EXTRACT TO READ:

________________________________________

To come to a conclusion on the disputed issues a Court must make findings on

(a)     the credibility of the various factual witnesses.

(b)     their reliability; and

(c)     the probabilities.

 As to (a), the Court's finding on credibility of a particular witness will depend on his impression of the veracity of the witness. That in turn will depend upon a variety of subsidiary factors, not necessarily in order of importance, such as;

(i)      that witness’ candour and demeanour in the witness box;

(ii)     his bias, latent and blatant;

(iii)    internal contradictions in his evidence;

(iv)    external contradictions with what was pleaded or put on his behalf, or with established facts or with his own extracurial statements or actions;

(v)     the probability or improbability of particular aspects of his version;

(vi)    the caliber and cogency of his performance compared to that of other witnesses testifying about the same incident or events.

 As to (b), a witness’s reliability will depend, apart from the factors mentioned under (a)(ii), (iv) and (v) above, on

(i)         The opportunities had to experience or observe the event in question; and

(ii)       The quality, integrity, and independence of his recall thereof.

As to (c), this necessitates and analysis and evaluation of the probability or improbability of each party's version on each of the disputed issues. In the light of this assessment of (a), (b) and (c) Court will then, as a final step, determine whether the party burdened with the onus of proof has succeeded in discharging it. The hard case, which will doubtless be the rare one, occurs when the Court’s credibility findings compelled it in one direction and its valuation of the general probabilities in another. The more convincing the former, the less convincing would be the latter. But when all factors are equipoised probabilities prevail.”

[41]     On the same topic, Mr Bergenthuin referred the Court in his heads of argument to the judgment of Baring Eiendomme v Roux [2001] 1 ALL SA 399 SCA, at para [6] where the SCA cited with approval the following passage from National Employers’ General Employers Insurance Co Ltd v Jagers 1984 (4) SA 437 A at 440E-441A:

Where there are two mutually destructive stories, [the Plaintiff] can only succeed if he satisfies the Court on a preponderance of probabilities that his version is true and accurate and therefore acceptable, and that the other version advanced by the Defendant is therefore falls and mistaken falls to be rejected. In deciding whether that evidence is true or not the Court will weigh up and test the Plaintiff's allegations against the general probabilities. The estimate of the credibility of a witness will therefore be inextricably bound up with a consideration of the probabilities of the case and, if the balance of probabilities favours the Plaintiff, then the court will except his version as being properly true. If, however, the probabilities are evenly balanced in the sense that they do not favour the Plaintiff's case anymore than they do the Defendant’s, the plaintiff can only succeed if the court nevertheless believes him and is satisfied his evidence is true and that the Defendant’s version is false.

________________________________________

SUPPLIED DATA:
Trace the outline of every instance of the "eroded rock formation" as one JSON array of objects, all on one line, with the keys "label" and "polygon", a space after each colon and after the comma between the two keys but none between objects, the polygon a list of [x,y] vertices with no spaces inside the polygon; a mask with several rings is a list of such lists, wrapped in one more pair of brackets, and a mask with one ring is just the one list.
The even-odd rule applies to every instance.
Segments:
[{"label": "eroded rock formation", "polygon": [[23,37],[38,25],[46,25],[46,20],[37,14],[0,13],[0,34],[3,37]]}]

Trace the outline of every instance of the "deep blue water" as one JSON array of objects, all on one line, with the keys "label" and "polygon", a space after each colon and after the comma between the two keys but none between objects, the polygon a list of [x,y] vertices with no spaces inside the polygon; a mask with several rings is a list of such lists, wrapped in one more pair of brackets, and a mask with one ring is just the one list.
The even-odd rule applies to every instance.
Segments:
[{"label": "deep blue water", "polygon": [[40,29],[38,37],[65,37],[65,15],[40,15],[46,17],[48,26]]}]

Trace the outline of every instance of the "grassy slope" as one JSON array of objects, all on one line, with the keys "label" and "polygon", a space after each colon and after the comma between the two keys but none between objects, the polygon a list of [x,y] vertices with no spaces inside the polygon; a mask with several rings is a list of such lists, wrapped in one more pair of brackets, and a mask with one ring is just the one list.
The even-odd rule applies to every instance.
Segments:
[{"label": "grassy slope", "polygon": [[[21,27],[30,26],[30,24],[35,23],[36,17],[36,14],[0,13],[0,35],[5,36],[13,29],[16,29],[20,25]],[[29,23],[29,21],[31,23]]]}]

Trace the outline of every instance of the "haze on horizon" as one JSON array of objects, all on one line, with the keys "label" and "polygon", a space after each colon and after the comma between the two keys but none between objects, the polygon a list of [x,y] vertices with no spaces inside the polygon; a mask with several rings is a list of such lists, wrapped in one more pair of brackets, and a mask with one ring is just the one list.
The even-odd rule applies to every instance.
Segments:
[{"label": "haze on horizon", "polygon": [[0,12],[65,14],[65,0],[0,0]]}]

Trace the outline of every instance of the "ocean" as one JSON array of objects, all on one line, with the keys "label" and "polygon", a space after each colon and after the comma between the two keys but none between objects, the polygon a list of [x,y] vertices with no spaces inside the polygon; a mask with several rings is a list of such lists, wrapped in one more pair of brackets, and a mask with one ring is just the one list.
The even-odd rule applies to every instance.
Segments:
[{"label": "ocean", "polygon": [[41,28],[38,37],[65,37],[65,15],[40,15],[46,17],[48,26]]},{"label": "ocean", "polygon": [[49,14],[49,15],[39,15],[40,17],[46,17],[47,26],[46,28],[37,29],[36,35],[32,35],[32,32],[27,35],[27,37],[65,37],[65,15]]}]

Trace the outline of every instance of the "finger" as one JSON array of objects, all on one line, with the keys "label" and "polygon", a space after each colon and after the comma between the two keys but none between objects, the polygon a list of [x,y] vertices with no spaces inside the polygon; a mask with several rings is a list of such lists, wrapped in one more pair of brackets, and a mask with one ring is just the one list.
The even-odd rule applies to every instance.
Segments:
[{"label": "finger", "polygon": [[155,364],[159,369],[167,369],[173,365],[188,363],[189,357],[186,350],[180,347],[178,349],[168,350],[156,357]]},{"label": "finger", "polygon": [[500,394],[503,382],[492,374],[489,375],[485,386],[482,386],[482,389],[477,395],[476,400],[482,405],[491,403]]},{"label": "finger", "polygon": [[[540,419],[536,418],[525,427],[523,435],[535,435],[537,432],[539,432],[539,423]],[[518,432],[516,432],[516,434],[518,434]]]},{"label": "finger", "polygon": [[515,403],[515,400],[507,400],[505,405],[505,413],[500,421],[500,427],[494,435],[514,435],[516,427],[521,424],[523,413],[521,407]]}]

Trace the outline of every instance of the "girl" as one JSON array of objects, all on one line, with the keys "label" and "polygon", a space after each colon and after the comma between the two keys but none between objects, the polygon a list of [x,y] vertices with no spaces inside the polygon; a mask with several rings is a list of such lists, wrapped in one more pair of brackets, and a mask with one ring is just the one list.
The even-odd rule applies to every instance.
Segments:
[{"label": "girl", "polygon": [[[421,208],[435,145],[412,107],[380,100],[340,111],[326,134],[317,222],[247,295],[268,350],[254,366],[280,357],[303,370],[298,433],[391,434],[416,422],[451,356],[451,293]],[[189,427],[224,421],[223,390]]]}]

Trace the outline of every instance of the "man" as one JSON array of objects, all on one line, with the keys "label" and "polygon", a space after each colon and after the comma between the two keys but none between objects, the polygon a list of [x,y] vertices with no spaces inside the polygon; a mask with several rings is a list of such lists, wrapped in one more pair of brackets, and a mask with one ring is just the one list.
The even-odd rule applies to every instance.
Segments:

________________________________________

COMPLETE THE FOLLOWING:
1: Repeat word for word the part of the passage on witness credibility starting with "(iv)    external" and going on through "his recall thereof.".
2: List every subsidiary factor that the passage on witness credibility gives as bearing on the Court's finding on a witness's credibility.

THE REPLIES:
1:
(iv)    external contradictions with what was pleaded or put on his behalf, or with established facts or with his own extracurial statements or actions;

(v)     the probability or improbability of particular aspects of his version;

(vi)    the caliber and cogency of his performance compared to that of other witnesses testifying about the same incident or events.

 As to (b), a witness’s reliability will depend, apart from the factors mentioned under (a)(ii), (iv) and (v) above, on

(i)         The opportunities had to experience or observe the event in question; and

(ii)       The quality, integrity, and independence of his recall thereof.

2:
1. That witness's candour and demeanour in the witness box
2. His bias, latent and blatant
3. Internal contradictions in his evidence
4. External contradictions with what was pleaded or put on his behalf, or with established facts or with his own extracurial statements or actions
5. The probability or improbability of particular aspects of his version
6. The caliber and cogency of his performance compared to that of other witnesses testifying about the same incident or events